▶ [Material for the task]:
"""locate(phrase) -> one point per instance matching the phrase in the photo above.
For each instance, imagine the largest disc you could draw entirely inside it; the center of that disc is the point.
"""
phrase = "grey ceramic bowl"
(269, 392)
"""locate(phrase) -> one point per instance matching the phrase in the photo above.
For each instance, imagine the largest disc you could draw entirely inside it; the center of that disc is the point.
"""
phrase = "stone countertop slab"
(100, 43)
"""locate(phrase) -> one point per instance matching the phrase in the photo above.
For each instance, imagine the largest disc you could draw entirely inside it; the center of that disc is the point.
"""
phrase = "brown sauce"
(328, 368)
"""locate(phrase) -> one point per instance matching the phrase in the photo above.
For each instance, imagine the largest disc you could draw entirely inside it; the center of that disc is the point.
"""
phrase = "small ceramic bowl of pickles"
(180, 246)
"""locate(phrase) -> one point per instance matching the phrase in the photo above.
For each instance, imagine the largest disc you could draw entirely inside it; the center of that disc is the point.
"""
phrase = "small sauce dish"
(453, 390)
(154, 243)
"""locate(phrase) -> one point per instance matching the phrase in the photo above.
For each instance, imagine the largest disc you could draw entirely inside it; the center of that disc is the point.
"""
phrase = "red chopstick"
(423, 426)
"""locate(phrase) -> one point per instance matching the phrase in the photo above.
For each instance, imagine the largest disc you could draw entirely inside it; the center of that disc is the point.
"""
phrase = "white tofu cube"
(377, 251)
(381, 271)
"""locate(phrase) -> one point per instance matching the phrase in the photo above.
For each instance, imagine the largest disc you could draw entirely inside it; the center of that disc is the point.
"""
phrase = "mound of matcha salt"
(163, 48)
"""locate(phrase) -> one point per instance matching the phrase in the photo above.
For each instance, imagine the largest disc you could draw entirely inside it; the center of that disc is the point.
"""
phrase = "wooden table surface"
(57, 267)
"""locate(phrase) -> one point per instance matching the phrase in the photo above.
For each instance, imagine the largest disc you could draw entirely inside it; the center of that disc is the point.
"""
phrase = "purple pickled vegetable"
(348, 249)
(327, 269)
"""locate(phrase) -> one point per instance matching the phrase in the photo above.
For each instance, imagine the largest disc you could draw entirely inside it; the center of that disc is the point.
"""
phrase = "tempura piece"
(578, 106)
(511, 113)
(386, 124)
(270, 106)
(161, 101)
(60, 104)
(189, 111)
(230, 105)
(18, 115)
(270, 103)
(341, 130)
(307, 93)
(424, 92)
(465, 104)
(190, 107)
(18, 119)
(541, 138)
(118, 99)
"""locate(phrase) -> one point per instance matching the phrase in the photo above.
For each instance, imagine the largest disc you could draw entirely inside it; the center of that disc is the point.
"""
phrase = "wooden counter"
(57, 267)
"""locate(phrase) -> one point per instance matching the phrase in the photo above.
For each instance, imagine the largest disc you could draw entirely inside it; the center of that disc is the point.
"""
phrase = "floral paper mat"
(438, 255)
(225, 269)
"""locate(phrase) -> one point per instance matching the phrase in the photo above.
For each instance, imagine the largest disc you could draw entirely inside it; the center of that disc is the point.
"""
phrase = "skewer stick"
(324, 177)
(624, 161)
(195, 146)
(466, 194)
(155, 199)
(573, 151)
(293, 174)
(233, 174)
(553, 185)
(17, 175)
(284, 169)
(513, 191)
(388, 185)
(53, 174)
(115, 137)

▶ [Aim]:
Reproduce each line verbatim.

▶ [Written answer]:
"""locate(phrase) -> one point per instance matching the phrase in the photo above.
For each instance, imagine the largest disc you could draw entirely inside it; the center of that disc is the point.
"""
phrase = "grey ceramic bowl"
(269, 392)
"""locate(phrase) -> one point per instance matching the phrase in the photo above.
For each instance, imagine the largest disc you could draw entirely inside it; the center of that disc is the point.
"""
phrase = "stone countertop slab"
(100, 43)
"""locate(phrase) -> one point per instance matching the phrase in the photo above.
For each instance, imagine the largest disc you could draw entirely inside it; the center of that disc is the point.
"""
phrase = "brown sauce"
(328, 368)
"""locate(phrase) -> one point per instance matching the phrase in the photo above.
For each instance, imagine the largest disc you could draw entirely inside it; the center of that disc is the point.
"""
phrase = "small ceramic bowl of pickles"
(180, 246)
"""locate(phrase) -> one point per instance matching the phrase in the photo above.
For each instance, imagine the largest disc you could draw entirely inside it; the center of that disc is the point.
"""
phrase = "small sauce dish"
(453, 390)
(154, 243)
"""locate(phrase) -> one point per instance matching the phrase in the photo above.
For each instance, imagine the largest disc you could draw entirely inside it; the center of that disc is the point.
"""
phrase = "red chopstick"
(423, 426)
"""locate(phrase) -> one point per instance matching the phrase in the photo above.
For each instance, imagine the largest disc you could draw entirely inside it; the center of that disc is the point.
"""
phrase = "white tofu cube"
(377, 251)
(381, 271)
"""locate(phrase) -> one point per instance matching the phrase in the photo above.
For each instance, imagine the largest disc you could draw entirely inside it; the center of that disc is the point.
"""
phrase = "mound of matcha salt"
(163, 48)
"""locate(phrase) -> one point per instance matching the phrase in the photo above.
For each instance, imagine the largest disc you could draw entirely inside it; the center of that disc is the point.
"""
phrase = "wooden table surface"
(57, 267)
"""locate(phrase) -> one point per instance matching the phrase in the photo above.
For each instance, imagine the largest disc you could draw entirely inside it; the center of that disc is the point.
"""
phrase = "purple pickled vegetable"
(348, 249)
(327, 269)
"""locate(phrase) -> one point per instance matching the phrase in the photo above.
For each instance, imagine the largest disc you could draw entirely inside it; the center of that disc is the point.
"""
phrase = "tempura piece"
(578, 106)
(511, 113)
(386, 124)
(270, 106)
(161, 101)
(60, 104)
(189, 111)
(230, 105)
(18, 115)
(270, 103)
(341, 130)
(307, 93)
(424, 92)
(465, 104)
(190, 107)
(18, 119)
(541, 138)
(118, 99)
"""locate(phrase) -> one point per instance matching the phrase in the photo above.
For each instance, imagine the largest disc you could draw entirely inside it; the center of that disc is the point.
"""
phrase = "wooden counter"
(57, 267)
"""locate(phrase) -> one point per instance matching the phrase in the photo above.
For each instance, imagine the largest disc you could draw entirely inside it; the center of that disc is the point.
"""
phrase = "floral paper mat"
(438, 255)
(225, 269)
"""locate(phrase) -> one point per instance matching the phrase in the photo above.
For each instance, imagine the largest disc you could draw entirely inside it; the center of that disc is the point.
"""
phrase = "skewer stick"
(324, 177)
(624, 161)
(195, 146)
(466, 194)
(155, 199)
(573, 151)
(293, 174)
(233, 174)
(553, 185)
(17, 175)
(284, 169)
(513, 191)
(388, 185)
(53, 174)
(115, 137)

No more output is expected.